* _Task to carry out_
Which lines below hold the word "leech"? Report each one.
====== Task data
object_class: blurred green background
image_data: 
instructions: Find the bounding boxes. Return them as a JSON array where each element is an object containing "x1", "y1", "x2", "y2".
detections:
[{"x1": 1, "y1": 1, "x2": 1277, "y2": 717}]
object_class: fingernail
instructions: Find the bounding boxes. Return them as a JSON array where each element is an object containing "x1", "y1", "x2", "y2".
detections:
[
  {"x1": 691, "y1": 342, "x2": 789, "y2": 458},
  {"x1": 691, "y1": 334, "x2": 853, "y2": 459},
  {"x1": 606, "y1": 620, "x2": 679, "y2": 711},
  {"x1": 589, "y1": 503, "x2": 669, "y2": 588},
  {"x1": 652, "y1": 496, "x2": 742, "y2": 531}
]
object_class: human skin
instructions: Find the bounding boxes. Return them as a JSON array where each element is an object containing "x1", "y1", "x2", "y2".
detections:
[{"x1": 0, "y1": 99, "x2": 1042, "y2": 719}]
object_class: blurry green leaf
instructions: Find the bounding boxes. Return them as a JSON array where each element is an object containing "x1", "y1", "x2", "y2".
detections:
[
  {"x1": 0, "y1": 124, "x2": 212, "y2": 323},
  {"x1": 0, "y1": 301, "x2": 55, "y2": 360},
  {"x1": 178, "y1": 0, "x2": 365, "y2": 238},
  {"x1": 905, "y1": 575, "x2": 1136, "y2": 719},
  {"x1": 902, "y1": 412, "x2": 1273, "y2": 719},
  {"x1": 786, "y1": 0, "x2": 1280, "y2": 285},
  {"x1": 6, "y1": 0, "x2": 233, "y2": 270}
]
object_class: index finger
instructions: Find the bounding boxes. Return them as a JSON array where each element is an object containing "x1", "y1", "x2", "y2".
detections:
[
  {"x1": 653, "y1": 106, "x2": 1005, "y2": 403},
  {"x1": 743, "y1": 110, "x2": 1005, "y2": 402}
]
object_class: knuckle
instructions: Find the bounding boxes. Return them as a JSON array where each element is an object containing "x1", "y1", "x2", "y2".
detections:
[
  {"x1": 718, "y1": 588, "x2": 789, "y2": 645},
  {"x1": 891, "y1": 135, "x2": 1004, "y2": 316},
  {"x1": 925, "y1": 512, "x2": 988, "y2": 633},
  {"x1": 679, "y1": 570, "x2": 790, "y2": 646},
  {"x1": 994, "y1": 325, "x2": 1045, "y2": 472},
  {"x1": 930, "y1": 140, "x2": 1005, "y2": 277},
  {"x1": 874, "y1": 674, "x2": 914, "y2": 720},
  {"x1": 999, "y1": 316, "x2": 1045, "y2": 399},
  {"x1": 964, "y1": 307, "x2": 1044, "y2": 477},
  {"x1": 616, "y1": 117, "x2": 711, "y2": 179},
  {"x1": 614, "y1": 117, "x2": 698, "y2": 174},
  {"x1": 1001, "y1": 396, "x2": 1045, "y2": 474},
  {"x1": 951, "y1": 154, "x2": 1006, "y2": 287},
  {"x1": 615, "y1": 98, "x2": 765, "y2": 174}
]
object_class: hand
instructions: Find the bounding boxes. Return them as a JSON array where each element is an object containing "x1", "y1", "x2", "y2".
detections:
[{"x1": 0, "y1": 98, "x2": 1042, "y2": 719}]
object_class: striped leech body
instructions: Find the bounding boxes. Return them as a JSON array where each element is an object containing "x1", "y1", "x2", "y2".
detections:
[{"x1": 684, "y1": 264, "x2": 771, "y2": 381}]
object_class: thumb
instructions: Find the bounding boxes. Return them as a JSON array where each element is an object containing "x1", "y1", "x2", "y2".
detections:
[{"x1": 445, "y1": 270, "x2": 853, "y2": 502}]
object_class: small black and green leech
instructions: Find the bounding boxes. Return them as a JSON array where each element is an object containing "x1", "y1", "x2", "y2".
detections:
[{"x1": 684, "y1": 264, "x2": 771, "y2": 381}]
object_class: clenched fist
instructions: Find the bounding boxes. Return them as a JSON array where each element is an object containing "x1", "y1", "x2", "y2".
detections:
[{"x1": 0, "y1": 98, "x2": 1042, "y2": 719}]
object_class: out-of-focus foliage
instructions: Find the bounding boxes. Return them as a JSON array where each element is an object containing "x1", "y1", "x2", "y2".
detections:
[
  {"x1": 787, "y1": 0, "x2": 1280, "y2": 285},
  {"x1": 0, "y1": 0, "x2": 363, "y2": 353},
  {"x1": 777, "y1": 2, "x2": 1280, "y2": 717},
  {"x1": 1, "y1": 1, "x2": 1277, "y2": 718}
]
============
* _Task answer_
object_class: striped leech body
object_class: small black and green leech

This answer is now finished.